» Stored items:

____________

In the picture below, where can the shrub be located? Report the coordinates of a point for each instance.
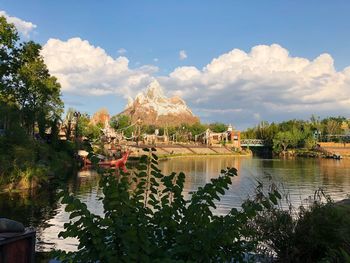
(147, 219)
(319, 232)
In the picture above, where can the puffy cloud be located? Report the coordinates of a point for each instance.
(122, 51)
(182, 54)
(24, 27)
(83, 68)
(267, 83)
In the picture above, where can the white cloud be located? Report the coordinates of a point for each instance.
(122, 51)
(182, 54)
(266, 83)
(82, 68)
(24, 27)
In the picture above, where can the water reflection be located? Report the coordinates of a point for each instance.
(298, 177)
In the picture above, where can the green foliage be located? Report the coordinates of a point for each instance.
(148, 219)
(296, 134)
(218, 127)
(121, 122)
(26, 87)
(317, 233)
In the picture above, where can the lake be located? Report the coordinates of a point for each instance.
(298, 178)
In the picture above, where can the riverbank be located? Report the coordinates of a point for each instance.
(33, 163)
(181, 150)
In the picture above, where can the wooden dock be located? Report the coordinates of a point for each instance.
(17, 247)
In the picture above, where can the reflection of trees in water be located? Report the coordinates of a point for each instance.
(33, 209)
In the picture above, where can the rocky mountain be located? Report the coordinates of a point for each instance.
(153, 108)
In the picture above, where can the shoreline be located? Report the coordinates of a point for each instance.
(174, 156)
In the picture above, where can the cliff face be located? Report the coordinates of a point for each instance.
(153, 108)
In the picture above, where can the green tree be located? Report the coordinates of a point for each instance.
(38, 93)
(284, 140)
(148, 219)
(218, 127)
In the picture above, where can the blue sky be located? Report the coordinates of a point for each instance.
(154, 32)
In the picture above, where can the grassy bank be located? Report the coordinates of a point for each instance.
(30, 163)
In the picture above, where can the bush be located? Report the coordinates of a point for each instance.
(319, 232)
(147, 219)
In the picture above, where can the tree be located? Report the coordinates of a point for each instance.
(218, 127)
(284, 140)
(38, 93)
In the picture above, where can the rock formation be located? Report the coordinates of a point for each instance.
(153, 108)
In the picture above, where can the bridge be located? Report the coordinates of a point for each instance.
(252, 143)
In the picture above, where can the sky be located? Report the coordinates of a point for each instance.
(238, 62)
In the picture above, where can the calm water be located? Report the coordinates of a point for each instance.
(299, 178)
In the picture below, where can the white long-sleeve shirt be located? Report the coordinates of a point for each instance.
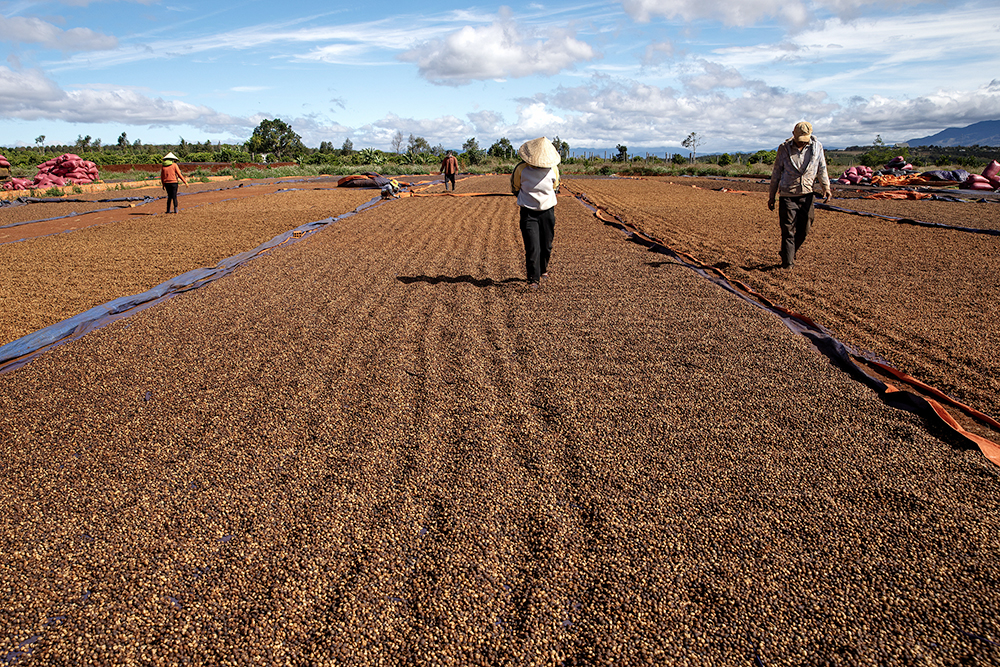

____________

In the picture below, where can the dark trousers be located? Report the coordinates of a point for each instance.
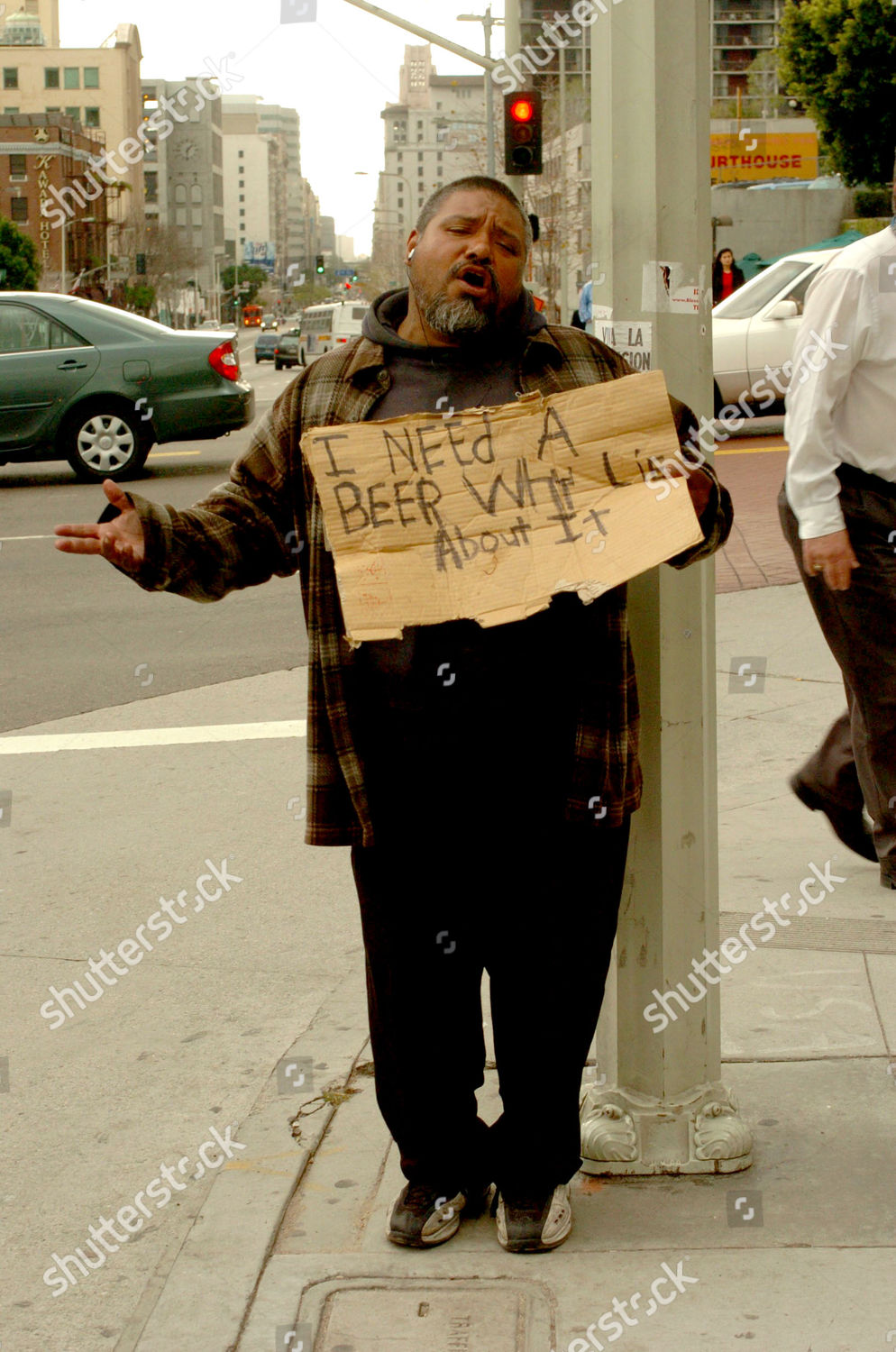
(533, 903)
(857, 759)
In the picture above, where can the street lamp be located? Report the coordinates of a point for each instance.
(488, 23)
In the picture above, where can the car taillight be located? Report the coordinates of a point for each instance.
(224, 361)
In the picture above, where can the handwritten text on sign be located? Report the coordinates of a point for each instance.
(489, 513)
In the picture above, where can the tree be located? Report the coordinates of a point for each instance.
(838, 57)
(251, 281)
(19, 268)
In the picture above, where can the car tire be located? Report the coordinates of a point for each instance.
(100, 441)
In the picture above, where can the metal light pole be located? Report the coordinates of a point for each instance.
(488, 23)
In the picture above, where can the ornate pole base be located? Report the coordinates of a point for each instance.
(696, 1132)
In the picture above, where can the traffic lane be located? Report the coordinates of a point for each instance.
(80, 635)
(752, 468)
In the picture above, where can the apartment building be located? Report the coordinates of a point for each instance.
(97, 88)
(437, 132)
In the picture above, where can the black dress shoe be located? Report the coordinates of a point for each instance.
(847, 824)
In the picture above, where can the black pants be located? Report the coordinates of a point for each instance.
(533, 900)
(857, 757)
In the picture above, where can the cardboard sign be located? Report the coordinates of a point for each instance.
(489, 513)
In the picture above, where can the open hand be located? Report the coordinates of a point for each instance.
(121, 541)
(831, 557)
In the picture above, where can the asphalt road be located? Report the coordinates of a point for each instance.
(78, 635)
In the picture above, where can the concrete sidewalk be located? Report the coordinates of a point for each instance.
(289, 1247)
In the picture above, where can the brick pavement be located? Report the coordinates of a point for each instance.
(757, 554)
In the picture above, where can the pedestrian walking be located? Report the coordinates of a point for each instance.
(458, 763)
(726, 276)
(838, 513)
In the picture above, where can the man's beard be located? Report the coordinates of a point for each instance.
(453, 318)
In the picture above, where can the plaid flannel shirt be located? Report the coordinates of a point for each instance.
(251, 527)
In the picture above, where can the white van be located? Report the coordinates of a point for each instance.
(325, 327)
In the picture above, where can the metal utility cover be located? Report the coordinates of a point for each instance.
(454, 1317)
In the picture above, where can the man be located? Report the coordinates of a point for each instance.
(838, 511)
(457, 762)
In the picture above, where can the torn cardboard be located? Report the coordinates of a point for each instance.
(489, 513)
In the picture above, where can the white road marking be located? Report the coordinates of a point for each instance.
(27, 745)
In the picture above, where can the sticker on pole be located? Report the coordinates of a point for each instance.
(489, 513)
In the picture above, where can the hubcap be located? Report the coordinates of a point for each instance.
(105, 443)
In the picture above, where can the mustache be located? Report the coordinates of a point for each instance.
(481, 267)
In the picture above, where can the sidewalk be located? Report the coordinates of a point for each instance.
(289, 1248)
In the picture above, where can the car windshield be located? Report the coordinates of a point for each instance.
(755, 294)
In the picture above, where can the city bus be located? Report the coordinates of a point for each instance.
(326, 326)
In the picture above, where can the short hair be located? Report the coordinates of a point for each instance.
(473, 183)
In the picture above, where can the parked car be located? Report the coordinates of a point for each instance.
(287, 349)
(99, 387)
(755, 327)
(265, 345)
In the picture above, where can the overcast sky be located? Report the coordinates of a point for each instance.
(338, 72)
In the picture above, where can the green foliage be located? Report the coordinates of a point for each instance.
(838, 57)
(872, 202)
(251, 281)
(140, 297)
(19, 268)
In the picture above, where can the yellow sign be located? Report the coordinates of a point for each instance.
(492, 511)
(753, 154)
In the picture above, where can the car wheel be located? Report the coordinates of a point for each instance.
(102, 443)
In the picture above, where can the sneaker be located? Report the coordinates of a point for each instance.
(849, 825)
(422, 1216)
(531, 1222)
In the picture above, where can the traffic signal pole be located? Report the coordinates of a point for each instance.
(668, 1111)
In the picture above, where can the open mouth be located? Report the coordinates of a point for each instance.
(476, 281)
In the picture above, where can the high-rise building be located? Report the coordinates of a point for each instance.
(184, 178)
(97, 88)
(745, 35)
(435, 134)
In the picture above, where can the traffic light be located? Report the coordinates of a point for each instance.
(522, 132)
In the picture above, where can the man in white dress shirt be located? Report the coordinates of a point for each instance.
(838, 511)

____________

» TASK INSTRUCTIONS:
Extract exactly and only the lines above from the line containing "In the picture above, where can the sky" through the line containing "In the picture below, where can the white", both end lines included.

» PROBLEM SOLUTION:
In the picture above, where can the sky be located? Report the coordinates of a point for each instance.
(238, 62)
In the picture above, where can the calm water be located? Report the coordinates of a point for each instance.
(299, 178)
In the picture below, where can the white long-sleeve shirt be located? Report the coordinates of a point for each instance.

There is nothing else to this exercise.